PROBLEM STATEMENT: In the data below, which lines contain "instance"? List them by copying each one.

[EXTRACTED INFORMATION — start]

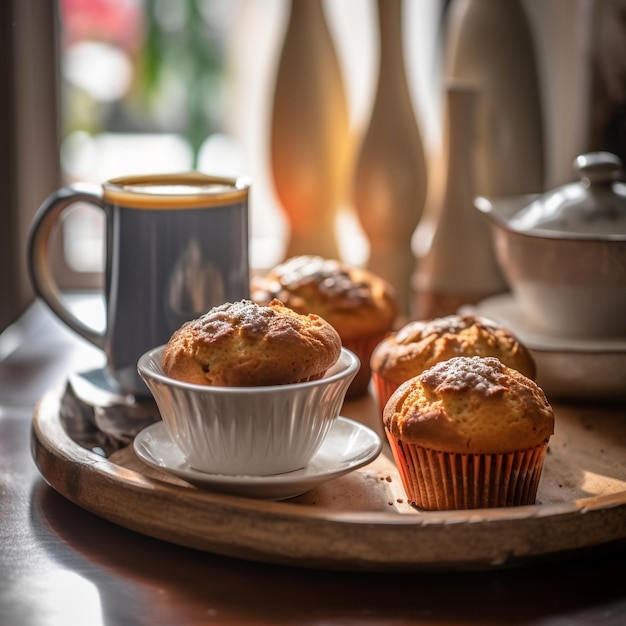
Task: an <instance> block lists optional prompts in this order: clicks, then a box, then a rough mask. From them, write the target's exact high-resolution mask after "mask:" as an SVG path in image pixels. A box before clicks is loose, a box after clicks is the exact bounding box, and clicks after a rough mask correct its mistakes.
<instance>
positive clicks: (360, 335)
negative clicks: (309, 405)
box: [251, 255, 397, 397]
mask: <svg viewBox="0 0 626 626" xmlns="http://www.w3.org/2000/svg"><path fill="white" fill-rule="evenodd" d="M251 298H252V300H254V301H255V302H259V303H261V304H266V303H267V302H269V301H270V300H272V298H278V299H279V300H281V301H282V302H284V303H285V305H286V306H288V307H290V308H292V309H293V310H294V311H297V312H298V313H303V314H304V313H314V314H317V315H319V316H320V317H322V318H323V319H325V320H326V321H327V322H329V323H330V324H331V325H332V326H333V327H334V328H335V329H336V330H337V332H338V333H339V336H340V337H341V341H342V344H343V345H344V347H346V348H348V349H349V350H351V351H352V352H354V353H355V354H356V355H357V356H358V357H359V359H360V361H361V369H360V370H359V373H358V374H357V376H356V378H355V379H354V381H353V382H352V384H351V385H350V389H349V390H348V394H347V395H348V397H356V396H359V395H362V394H364V393H365V392H366V391H367V388H368V385H369V381H370V375H371V372H370V365H369V362H370V357H371V354H372V351H373V349H374V347H375V346H376V345H377V344H378V343H379V342H380V341H381V339H383V338H384V337H385V336H386V335H387V334H388V333H389V332H390V331H391V330H392V328H393V323H394V321H395V318H396V314H397V300H396V295H395V291H394V290H393V287H392V286H391V285H390V284H389V283H387V282H386V281H385V280H383V279H382V278H380V277H378V276H376V275H375V274H373V273H372V272H370V271H368V270H365V269H361V268H357V267H353V266H350V265H347V264H345V263H342V262H340V261H336V260H331V259H325V258H322V257H319V256H309V255H303V256H297V257H292V258H291V259H288V260H287V261H285V262H284V263H282V264H280V265H278V266H276V267H275V268H274V269H272V270H270V271H269V272H268V273H267V274H266V275H264V276H258V277H254V278H253V279H252V283H251Z"/></svg>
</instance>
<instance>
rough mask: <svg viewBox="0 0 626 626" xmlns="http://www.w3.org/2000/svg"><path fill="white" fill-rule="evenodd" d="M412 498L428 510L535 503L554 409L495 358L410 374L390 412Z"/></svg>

[EXTRACTED INFORMATION — finish]

EXERCISE RESPONSE:
Task: an <instance> block lists optional prompts in this order: clicks, then a box, then a rough mask. From them, write the target's exact high-resolution mask after "mask:" as an SVG path in image pixels. A box before clicks is loose, a box after clicks is the exact bounding box, and clicks after a rough mask correct its mistakes.
<instance>
</instance>
<instance>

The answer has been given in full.